___ Exercise inputs
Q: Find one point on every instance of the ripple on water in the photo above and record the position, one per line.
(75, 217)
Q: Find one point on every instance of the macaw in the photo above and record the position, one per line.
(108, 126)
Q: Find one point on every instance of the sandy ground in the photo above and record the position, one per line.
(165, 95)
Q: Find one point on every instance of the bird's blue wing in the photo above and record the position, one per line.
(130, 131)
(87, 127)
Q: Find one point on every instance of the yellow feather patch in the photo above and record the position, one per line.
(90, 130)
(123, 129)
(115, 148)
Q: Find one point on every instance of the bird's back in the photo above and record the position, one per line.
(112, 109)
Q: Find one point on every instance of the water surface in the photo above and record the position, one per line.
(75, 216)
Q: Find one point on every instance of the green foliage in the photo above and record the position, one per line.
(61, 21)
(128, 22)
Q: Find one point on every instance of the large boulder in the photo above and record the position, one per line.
______
___ Exercise inputs
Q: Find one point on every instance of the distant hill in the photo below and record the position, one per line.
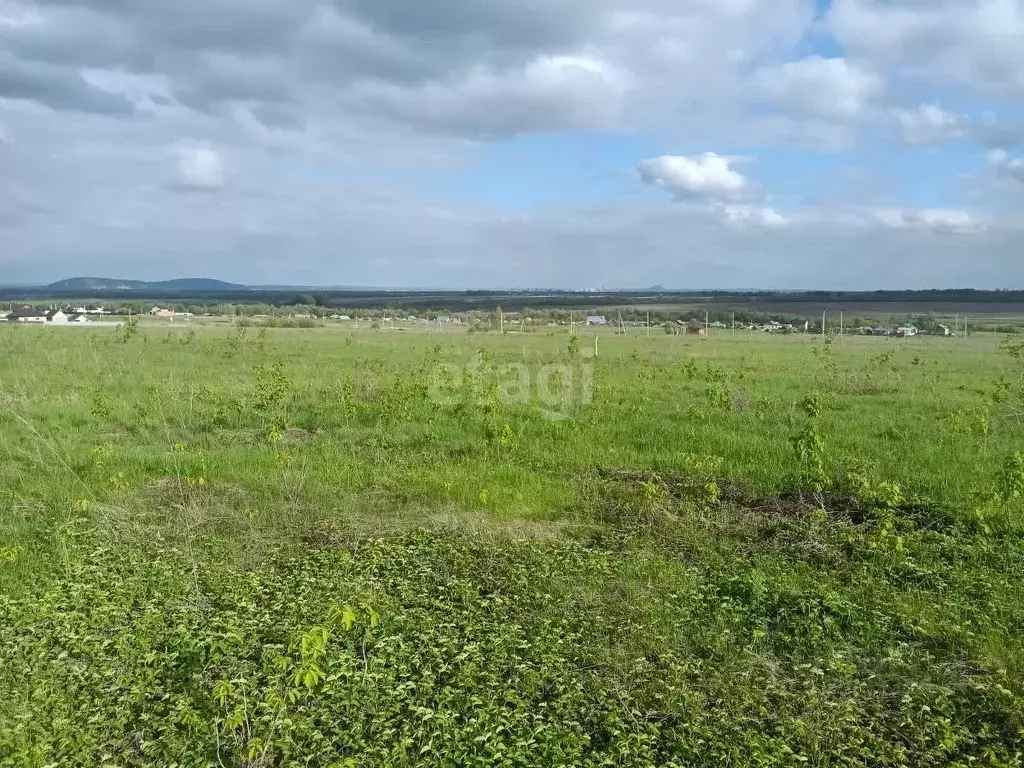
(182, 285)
______
___ Exercise inputs
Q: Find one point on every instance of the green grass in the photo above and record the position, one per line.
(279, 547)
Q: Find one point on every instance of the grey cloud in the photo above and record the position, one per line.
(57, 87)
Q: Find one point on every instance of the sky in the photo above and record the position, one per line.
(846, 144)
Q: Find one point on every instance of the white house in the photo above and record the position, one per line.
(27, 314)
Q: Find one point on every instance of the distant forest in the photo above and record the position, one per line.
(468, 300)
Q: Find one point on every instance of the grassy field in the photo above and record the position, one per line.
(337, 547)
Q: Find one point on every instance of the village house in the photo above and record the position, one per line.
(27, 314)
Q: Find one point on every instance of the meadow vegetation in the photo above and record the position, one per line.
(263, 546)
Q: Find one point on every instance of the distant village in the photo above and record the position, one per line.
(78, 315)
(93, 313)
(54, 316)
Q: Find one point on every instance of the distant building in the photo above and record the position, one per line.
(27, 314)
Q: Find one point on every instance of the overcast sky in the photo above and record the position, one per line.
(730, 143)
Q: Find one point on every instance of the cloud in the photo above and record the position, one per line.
______
**What you need to do:**
The lines above, starting at the one with "Q: Find one point on every instance of the bird's blue" and ending at the one with "Q: Find one point on every instance of the large", are the only ones to return, exactly as written.

**Output of the exercise:**
Q: Find one point on every instance of the bird's blue wing in the photo above and record the position, one per line.
(130, 131)
(87, 127)
Q: Find one point on every instance of the yellow feather patch in the photo above and record the position, one per line.
(90, 130)
(123, 129)
(115, 148)
Q: Find one point on every instance of the bird's back in the photo above and record the position, one per line.
(112, 109)
Q: Find one point on every instance of the water surface in the photo above and record the position, one per line.
(75, 216)
Q: Find one point on every instance of the green foliage in the photo above and record the position, one per line.
(61, 21)
(128, 22)
Q: Find one point on every instance of the large boulder in the photo above and record the position, one per line.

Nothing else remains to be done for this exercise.